> _Task requirements_
Search the records for the word "pointed" and copy each line in which it appears.

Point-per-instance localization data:
....
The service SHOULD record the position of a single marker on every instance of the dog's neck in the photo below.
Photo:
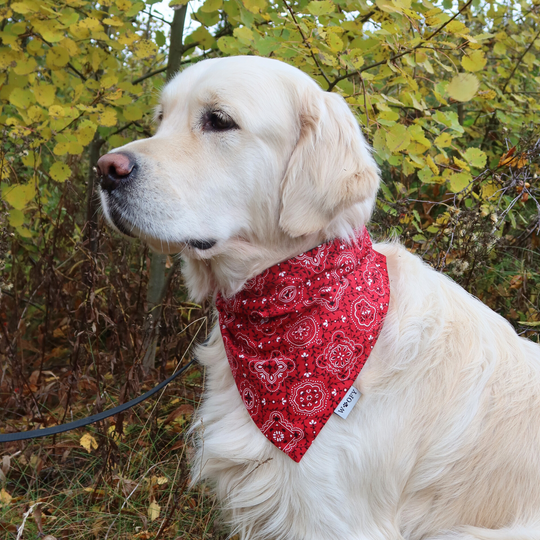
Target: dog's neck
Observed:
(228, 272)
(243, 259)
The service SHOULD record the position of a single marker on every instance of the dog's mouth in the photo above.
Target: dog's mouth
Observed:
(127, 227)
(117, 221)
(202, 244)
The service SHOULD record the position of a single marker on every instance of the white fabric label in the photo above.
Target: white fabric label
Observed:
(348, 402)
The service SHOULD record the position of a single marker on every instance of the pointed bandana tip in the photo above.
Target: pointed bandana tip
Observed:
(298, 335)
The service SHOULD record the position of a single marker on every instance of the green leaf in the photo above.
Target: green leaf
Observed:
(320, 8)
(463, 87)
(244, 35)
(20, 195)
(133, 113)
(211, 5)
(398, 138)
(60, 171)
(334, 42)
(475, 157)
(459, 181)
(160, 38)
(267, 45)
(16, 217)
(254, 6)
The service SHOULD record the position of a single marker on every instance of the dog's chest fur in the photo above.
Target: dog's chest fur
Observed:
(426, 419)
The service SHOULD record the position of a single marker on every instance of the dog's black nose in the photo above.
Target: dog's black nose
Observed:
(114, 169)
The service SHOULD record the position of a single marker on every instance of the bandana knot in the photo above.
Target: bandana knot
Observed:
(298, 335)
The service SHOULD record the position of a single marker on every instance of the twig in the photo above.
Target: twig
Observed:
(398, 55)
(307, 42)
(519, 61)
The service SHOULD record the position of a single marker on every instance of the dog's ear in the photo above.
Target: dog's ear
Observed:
....
> _Answer section_
The service SHOULD record the position of a single marker on every instance of the pointed bandana tip in the photo above.
Target: pointed bandana tip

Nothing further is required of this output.